→ **WORK INSTRUCTIONS**: Each record below must be returned exactly, with no line left out.

(Dataset entries)
• • •
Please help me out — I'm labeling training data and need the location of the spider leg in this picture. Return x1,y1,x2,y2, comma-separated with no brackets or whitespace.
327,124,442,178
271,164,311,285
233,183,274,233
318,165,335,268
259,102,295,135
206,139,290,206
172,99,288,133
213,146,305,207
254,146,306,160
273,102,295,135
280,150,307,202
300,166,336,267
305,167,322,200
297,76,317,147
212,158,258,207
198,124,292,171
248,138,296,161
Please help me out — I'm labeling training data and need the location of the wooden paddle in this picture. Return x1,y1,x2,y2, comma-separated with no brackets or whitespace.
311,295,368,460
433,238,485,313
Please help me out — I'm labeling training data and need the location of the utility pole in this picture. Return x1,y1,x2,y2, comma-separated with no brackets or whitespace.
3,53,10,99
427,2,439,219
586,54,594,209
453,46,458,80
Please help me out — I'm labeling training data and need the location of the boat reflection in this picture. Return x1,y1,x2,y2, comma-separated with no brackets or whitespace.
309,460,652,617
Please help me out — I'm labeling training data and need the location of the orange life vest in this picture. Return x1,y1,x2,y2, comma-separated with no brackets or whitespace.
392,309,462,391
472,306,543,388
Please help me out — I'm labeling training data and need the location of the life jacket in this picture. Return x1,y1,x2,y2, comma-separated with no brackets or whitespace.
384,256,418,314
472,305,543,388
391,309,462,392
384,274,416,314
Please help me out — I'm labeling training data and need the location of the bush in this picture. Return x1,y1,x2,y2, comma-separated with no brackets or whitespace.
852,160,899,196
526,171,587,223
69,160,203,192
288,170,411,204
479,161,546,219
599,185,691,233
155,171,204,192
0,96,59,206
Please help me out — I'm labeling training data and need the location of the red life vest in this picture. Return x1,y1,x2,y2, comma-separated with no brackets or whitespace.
• • •
→ **FINISHED EXERCISE**:
Please help me out — I'm labeling training data and need the location of the spider leg in this picture. Return x1,y1,x2,y2, comma-separated with no brackets or whitespace.
327,124,442,178
271,164,311,285
233,183,274,233
318,165,335,268
259,102,295,135
206,139,290,206
172,99,288,133
213,146,305,207
254,146,306,160
273,102,295,135
280,150,307,202
300,166,336,267
305,167,322,200
297,76,317,147
212,158,258,207
198,124,292,171
248,138,296,161
Please help me out — I'm labeling training data and need the location of the wooden paddle in this picture. Return x1,y1,x2,y2, comma-separated with no brackets or whitespace.
311,295,368,460
433,238,485,313
Please help me out — I'm labeling training data and need the location of the utility pole in this picture. Return x1,y1,x2,y2, comma-separated with no brackets or whitespace.
3,53,10,99
427,2,439,219
586,54,594,209
453,46,458,80
Please help me out — I'm labeling training data and need the location of the boat reflection in this picture. Return x1,y1,x2,y2, comma-separated with no brackets or whitespace.
309,460,652,617
Please help me out — I'm labeling training data and need the location of the orange life vest in this picture. Return x1,y1,x2,y2, comma-separated with no brackets or whitespace.
392,309,462,391
472,306,543,388
Please help me out — I'm labeling training data and need the location of the life jacket in this picture. Return x1,y1,x2,y2, comma-separated with no brackets or whitespace.
384,256,418,314
472,305,543,388
391,309,462,392
384,274,416,314
Please help me out — I'm labeling training data and need the location of the bush in this picture. Return x1,y1,x2,y2, comma-separated with no brackets or whitespace.
852,160,899,196
526,171,587,223
69,160,203,192
288,170,411,204
479,161,546,219
599,185,691,233
155,171,204,192
0,96,59,206
Please help me out — I'm labeling training data and need the location of the red life vest in this picture. Return x1,y1,x2,y2, comma-separated with no brackets or whitespace.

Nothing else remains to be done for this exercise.